COMPLETE THE FOLLOWING:
• 1. Transcribe the part of the ablation analysis excerpt that begins at the words "It can be seen" and stops after "method is indispensable.".
• 2. Write the next few sentences of the ablation analysis excerpt, picking up after its last sentence.

EXCERPT TO READ:
——————
6.4. Ablation analysis
Ablation research is the process of removing some parts of the model to better understand the behavior of the model. In order to deeply analyze the contribution of divergence alignment, crossdomain weighted conditional distribution alignment and interclass distribution alienation in this method, the first three tasks (F0→F1, F0→F2 and F0→F3) of the CWRU dataset are selected for ablation analysis. Three ablation models based on this method are constructed, which are Omits divergence alignment (ODA), omits weighting factor (OWF) and omits interclass distribution alienation (OIDA), and compared with this method to obtain the results shown in Fig. 9.
It can be seen from the figure that each part of the fault diagnosis model proposed in this paper plays a positive role in the whole model. Among them, divergence alignment contributes the most to the whole model, and the recognition accuracy is increased by 30 % at most. The accuracy of the transfer task is also slightly improved by the weighting factor and the interclass distribution alienation term, which proves that each part of the method is indispensable.
——————
INFORMATION GIVEN:
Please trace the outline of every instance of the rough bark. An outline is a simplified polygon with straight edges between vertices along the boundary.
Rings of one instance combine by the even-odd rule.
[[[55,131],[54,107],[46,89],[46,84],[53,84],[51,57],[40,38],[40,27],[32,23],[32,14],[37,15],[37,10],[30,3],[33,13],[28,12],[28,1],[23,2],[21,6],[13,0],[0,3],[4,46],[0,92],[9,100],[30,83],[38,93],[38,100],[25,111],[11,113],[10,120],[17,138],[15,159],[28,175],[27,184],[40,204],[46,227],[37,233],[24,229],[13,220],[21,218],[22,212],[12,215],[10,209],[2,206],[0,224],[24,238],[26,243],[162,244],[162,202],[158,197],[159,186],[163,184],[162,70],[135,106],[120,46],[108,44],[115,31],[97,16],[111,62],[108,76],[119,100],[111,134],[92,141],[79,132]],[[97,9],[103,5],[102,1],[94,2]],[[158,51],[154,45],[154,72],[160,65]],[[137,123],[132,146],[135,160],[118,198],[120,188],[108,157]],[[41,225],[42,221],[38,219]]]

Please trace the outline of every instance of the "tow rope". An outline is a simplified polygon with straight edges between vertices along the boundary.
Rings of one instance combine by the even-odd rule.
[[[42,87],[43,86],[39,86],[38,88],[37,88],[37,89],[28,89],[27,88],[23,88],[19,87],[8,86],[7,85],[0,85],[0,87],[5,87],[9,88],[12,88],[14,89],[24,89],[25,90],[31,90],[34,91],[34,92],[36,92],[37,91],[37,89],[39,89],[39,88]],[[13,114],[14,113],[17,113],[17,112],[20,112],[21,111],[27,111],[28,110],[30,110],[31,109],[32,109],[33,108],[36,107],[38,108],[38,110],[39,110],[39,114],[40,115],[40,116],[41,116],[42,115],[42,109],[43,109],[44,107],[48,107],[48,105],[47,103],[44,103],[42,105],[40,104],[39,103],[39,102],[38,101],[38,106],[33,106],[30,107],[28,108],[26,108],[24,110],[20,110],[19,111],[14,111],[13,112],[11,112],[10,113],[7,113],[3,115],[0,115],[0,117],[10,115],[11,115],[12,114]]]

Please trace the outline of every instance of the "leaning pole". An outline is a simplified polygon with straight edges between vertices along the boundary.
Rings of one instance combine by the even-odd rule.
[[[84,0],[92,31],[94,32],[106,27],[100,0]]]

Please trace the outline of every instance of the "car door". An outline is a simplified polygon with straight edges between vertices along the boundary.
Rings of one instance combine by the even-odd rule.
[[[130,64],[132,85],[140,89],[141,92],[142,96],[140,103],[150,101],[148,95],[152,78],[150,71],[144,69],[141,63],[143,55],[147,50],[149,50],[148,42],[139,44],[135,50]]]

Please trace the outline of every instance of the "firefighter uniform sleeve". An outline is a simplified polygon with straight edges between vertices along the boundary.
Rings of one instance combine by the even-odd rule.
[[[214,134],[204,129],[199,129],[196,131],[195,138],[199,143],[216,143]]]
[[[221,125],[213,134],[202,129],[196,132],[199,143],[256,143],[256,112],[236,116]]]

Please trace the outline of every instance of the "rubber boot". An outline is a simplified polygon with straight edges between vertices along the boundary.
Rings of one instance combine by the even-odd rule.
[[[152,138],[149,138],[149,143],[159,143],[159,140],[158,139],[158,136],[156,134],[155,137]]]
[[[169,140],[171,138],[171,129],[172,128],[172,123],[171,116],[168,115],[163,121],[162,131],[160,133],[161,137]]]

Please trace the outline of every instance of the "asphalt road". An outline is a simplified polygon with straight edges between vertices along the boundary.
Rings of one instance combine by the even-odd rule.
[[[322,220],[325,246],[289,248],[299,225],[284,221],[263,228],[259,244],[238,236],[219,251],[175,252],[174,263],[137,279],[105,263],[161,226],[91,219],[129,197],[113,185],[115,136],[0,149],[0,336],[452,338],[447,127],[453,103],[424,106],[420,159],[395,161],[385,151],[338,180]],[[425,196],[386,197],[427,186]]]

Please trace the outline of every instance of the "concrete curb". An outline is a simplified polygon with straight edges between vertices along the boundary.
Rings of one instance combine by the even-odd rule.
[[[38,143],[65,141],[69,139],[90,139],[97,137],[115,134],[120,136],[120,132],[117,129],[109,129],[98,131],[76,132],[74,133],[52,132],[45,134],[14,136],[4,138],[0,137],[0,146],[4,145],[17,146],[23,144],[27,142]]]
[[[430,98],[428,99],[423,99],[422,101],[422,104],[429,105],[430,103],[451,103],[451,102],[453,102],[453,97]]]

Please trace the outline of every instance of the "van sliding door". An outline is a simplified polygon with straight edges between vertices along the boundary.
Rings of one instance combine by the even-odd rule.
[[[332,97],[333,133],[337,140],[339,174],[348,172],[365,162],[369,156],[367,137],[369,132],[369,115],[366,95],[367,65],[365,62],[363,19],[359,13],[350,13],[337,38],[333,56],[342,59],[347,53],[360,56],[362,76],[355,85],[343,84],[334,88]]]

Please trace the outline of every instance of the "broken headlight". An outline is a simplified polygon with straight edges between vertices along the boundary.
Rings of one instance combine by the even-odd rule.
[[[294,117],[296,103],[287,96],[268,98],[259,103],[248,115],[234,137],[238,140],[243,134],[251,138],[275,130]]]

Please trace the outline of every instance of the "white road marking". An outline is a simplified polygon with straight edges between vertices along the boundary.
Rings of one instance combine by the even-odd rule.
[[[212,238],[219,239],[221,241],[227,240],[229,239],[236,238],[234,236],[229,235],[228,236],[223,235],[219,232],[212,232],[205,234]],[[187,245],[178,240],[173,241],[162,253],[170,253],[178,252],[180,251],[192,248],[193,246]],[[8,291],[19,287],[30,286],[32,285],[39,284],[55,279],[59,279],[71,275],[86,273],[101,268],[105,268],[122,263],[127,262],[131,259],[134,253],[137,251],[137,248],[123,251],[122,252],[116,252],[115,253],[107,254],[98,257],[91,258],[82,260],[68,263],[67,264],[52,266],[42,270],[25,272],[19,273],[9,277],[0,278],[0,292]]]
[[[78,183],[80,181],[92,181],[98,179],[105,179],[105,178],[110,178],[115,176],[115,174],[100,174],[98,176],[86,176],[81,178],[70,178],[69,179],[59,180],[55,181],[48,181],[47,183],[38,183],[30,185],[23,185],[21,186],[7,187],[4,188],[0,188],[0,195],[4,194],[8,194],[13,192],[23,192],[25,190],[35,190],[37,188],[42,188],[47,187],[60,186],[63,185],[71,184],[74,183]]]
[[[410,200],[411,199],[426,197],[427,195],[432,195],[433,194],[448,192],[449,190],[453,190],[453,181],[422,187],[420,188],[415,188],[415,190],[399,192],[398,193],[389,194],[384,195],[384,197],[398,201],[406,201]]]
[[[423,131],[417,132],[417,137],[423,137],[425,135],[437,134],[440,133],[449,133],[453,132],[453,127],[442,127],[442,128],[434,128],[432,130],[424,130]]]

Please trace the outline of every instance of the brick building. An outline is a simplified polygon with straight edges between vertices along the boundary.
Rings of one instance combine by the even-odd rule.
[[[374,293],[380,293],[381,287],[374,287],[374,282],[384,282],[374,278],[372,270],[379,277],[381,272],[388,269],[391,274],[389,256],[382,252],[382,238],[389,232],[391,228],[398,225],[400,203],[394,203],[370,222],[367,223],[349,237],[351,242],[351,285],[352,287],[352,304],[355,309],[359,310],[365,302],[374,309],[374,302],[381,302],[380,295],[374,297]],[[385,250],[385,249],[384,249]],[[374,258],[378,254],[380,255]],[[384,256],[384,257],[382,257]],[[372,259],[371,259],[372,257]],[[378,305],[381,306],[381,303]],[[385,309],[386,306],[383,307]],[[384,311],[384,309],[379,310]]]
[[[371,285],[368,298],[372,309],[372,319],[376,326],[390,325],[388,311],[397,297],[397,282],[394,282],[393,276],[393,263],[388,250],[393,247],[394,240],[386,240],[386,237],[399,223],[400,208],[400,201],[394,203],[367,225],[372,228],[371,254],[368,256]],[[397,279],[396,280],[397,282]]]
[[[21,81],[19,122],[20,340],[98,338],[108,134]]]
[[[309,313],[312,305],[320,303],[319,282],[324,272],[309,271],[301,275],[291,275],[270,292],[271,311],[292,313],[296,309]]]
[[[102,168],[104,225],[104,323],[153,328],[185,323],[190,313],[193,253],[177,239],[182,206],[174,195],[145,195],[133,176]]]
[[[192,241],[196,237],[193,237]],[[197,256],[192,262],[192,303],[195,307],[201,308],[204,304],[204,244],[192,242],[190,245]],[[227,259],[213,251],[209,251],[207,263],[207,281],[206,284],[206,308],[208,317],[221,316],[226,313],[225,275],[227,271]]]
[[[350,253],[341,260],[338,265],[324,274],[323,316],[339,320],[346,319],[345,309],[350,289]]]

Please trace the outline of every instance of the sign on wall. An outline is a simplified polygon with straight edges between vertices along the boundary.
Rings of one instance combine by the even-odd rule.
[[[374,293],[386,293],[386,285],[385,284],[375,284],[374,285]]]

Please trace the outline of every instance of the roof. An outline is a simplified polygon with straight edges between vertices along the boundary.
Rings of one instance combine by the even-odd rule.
——————
TASK-BY-TASK RESULTS:
• 1.
It can be seen from the figure that each part of the fault diagnosis model proposed in this paper plays a positive role in the whole model. Among them, divergence alignment contributes the most to the whole model, and the recognition accuracy is increased by 30 % at most. The accuracy of the transfer task is also slightly improved by the weighting factor and the interclass distribution alienation term, which proves that each part of the method is indispensable.

• 2.
Fig. 9Ablation study results
7. Conclusions
In this paper, a rolling bearing fault diagnosis method based on crossdomain divergence alignment and intradomain distribution alienation (CDDAIDDA) is proposed, which makes up for the existing domain adaptive methods that only perform crossdomain distribution alignment, or only consider the distribution relationship between classes in the domain, ignoring the interdomain tilt, failing to take into account these aspects at the same time. In this paper, the existing problems of the current algorithm are corrected by three parts: crossdomain divergence alignment, weighted conditional distribution alignment and interclass weighted distribution alienation through subspace embedding intradomain divergence. The experimental results show that the proposed method not only has a good recognition ability for multiple fault types, multiple fault sizes and composite faults, but also maintains the accuracy of the diagnosis model above 95 % when the label samples are scarce.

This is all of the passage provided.